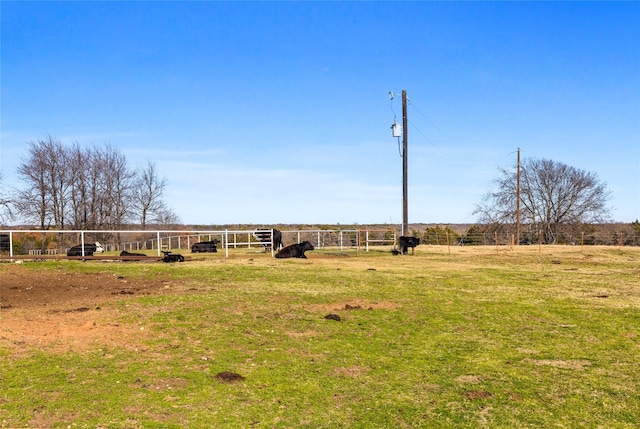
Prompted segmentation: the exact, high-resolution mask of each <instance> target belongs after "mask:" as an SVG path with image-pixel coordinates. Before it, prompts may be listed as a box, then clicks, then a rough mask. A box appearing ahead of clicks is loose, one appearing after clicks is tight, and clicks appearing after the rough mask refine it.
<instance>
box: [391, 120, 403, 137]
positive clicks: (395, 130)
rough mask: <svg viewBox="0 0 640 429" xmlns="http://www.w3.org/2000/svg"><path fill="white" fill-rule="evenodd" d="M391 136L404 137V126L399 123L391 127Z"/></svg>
mask: <svg viewBox="0 0 640 429" xmlns="http://www.w3.org/2000/svg"><path fill="white" fill-rule="evenodd" d="M391 135H392V136H393V137H402V126H401V125H400V124H398V123H395V122H394V123H393V125H391Z"/></svg>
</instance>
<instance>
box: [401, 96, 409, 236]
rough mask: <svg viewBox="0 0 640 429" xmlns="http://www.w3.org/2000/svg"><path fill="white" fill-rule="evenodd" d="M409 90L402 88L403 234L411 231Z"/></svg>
mask: <svg viewBox="0 0 640 429" xmlns="http://www.w3.org/2000/svg"><path fill="white" fill-rule="evenodd" d="M408 130H409V127H408V126H407V91H406V90H404V89H403V90H402V235H407V234H408V233H409V205H408V199H409V183H408V181H407V178H408V170H409V168H408V167H409V160H408V153H407V143H408V142H407V131H408Z"/></svg>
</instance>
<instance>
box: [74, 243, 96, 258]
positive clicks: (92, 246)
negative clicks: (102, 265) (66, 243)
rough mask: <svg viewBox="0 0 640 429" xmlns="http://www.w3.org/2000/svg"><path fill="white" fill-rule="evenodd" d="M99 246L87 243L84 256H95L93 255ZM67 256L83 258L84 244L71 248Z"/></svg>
mask: <svg viewBox="0 0 640 429" xmlns="http://www.w3.org/2000/svg"><path fill="white" fill-rule="evenodd" d="M97 248H98V246H96V245H95V244H89V243H85V245H84V256H93V253H94V252H95V251H96V249H97ZM67 256H83V255H82V244H78V245H77V246H73V247H71V248H70V249H69V250H67Z"/></svg>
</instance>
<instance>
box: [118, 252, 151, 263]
mask: <svg viewBox="0 0 640 429" xmlns="http://www.w3.org/2000/svg"><path fill="white" fill-rule="evenodd" d="M120 256H126V257H129V256H147V255H145V254H144V253H132V252H127V251H126V250H123V251H122V252H120ZM139 260H140V259H134V258H127V259H125V261H139Z"/></svg>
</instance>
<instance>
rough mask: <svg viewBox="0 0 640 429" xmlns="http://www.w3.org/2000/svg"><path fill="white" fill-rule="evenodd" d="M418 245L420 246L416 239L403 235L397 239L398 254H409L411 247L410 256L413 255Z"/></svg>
mask: <svg viewBox="0 0 640 429" xmlns="http://www.w3.org/2000/svg"><path fill="white" fill-rule="evenodd" d="M418 244H420V239H419V238H418V237H405V236H404V235H403V236H402V237H400V238H399V245H400V252H402V254H403V255H406V254H408V253H409V247H411V254H412V255H413V254H414V253H415V250H416V246H417V245H418Z"/></svg>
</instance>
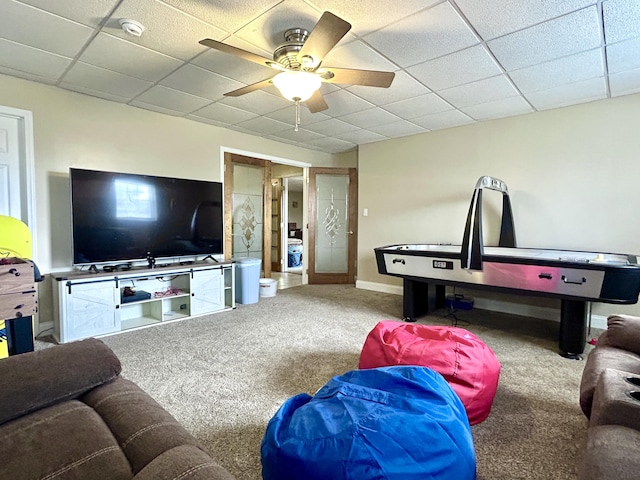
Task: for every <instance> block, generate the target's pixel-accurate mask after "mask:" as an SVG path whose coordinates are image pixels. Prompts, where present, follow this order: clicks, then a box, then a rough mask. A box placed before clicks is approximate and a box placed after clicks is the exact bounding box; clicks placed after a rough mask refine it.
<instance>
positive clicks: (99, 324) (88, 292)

+ + + +

* [Try it]:
For the records above, give every line again exactly and skip the pictures.

* [Response area]:
Prompted segmentation: the exact, high-resolution mask of each <instance> target belongs after "mask:" as an SVG path with image-pixel coordinates. Before it, prompts may be listed as a box, then clicks, then a rough mask. A box appearing ahead of clicks is loose, one appearing after clicks is tight, and clicks appearing after the rough mask refine it.
<instance>
box: [391, 120, 403, 137]
positive clicks: (395, 130)
rough mask: <svg viewBox="0 0 640 429" xmlns="http://www.w3.org/2000/svg"><path fill="white" fill-rule="evenodd" d="M391 136L404 137V126L399 123L391 127Z"/></svg>
mask: <svg viewBox="0 0 640 429" xmlns="http://www.w3.org/2000/svg"><path fill="white" fill-rule="evenodd" d="M391 135H392V136H393V137H402V126H401V125H400V124H398V123H395V122H394V123H393V125H391Z"/></svg>
</instance>
<instance>
box: [401, 96, 409, 236]
rough mask: <svg viewBox="0 0 640 429" xmlns="http://www.w3.org/2000/svg"><path fill="white" fill-rule="evenodd" d="M409 90L402 88L403 234L411 231Z"/></svg>
mask: <svg viewBox="0 0 640 429" xmlns="http://www.w3.org/2000/svg"><path fill="white" fill-rule="evenodd" d="M408 130H409V127H408V126H407V91H406V90H404V89H403V90H402V235H407V234H408V233H409V205H408V199H409V183H408V181H407V178H408V170H409V168H408V167H409V160H408V153H407V143H408V142H407V131H408Z"/></svg>
</instance>
<instance>
box: [74, 243, 96, 258]
positive clicks: (92, 246)
negative clicks: (102, 265) (66, 243)
rough mask: <svg viewBox="0 0 640 429" xmlns="http://www.w3.org/2000/svg"><path fill="white" fill-rule="evenodd" d="M99 246L87 243L84 256H95L93 255ZM67 256L83 258L84 244L71 248Z"/></svg>
mask: <svg viewBox="0 0 640 429" xmlns="http://www.w3.org/2000/svg"><path fill="white" fill-rule="evenodd" d="M97 248H98V246H96V245H95V244H89V243H85V245H84V256H93V253H94V252H95V251H96V249H97ZM67 256H83V255H82V244H78V245H77V246H73V247H71V248H70V249H69V250H67Z"/></svg>
</instance>
<instance>
box: [118, 252, 151, 263]
mask: <svg viewBox="0 0 640 429" xmlns="http://www.w3.org/2000/svg"><path fill="white" fill-rule="evenodd" d="M120 256H126V257H129V256H147V255H145V254H144V253H132V252H127V251H126V250H123V251H122V252H120ZM139 260H140V259H134V258H127V259H125V261H139Z"/></svg>
</instance>
<instance>
rough mask: <svg viewBox="0 0 640 429" xmlns="http://www.w3.org/2000/svg"><path fill="white" fill-rule="evenodd" d="M418 245L420 246L416 239L403 235L397 239L398 254H409L411 247L410 256L413 255Z"/></svg>
mask: <svg viewBox="0 0 640 429" xmlns="http://www.w3.org/2000/svg"><path fill="white" fill-rule="evenodd" d="M418 244H420V239H419V238H418V237H405V236H404V235H403V236H402V237H400V238H399V245H400V252H402V254H403V255H406V254H408V253H409V247H411V254H412V255H413V254H414V253H415V250H416V246H417V245H418Z"/></svg>
</instance>
Task: for every <instance> block, generate the target's pixel-accurate mask after "mask:" as an SVG path whose coordinates are image pixels. Prompts, where present, follow this order: clicks, then a box, then a rough mask. A box placed before clicks is approximate and a box placed after clicks is the exact bounding box; clicks placed after a rough mask refine it.
<instance>
positive clicks: (99, 324) (88, 292)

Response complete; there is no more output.